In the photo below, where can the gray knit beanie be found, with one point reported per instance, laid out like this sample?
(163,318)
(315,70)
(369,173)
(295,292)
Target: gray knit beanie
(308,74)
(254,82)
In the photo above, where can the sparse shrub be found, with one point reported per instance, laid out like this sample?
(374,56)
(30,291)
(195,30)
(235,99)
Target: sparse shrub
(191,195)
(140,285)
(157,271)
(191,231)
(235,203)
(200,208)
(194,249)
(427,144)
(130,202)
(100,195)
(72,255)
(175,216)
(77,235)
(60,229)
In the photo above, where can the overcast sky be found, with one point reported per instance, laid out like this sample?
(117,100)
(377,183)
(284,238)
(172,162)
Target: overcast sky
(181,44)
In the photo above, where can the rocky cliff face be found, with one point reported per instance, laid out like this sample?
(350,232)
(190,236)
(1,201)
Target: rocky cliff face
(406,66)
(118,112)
++++++++++
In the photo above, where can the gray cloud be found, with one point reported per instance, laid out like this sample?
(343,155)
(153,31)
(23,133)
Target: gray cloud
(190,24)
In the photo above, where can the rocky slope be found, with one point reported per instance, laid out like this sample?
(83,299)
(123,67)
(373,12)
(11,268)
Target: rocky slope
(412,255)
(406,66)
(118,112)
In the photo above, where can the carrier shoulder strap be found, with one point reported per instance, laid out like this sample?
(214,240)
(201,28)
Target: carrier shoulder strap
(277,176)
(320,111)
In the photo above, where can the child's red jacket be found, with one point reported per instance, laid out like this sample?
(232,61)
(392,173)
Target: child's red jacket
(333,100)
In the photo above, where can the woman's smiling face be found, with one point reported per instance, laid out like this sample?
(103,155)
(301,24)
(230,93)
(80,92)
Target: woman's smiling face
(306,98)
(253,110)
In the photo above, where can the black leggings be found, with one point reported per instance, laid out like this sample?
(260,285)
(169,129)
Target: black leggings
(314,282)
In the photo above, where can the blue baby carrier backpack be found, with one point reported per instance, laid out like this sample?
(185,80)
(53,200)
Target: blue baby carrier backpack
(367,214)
++++++++++
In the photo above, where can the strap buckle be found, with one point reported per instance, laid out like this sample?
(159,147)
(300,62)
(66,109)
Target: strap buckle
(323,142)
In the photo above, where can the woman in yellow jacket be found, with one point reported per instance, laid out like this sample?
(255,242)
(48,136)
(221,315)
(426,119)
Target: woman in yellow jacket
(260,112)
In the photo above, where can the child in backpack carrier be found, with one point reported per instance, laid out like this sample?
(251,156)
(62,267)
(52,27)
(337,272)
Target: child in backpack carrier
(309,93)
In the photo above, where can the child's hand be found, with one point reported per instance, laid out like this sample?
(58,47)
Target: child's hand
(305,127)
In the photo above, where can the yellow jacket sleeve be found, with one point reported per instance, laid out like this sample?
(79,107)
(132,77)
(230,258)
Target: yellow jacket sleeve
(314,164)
++++++++++
Task statement:
List each line of the data above that contains the word "overcast", matching case exactly.

The response:
In the photo above, where can the overcast sky be found, with one point reported per instance, laid out like this sample?
Target: overcast sky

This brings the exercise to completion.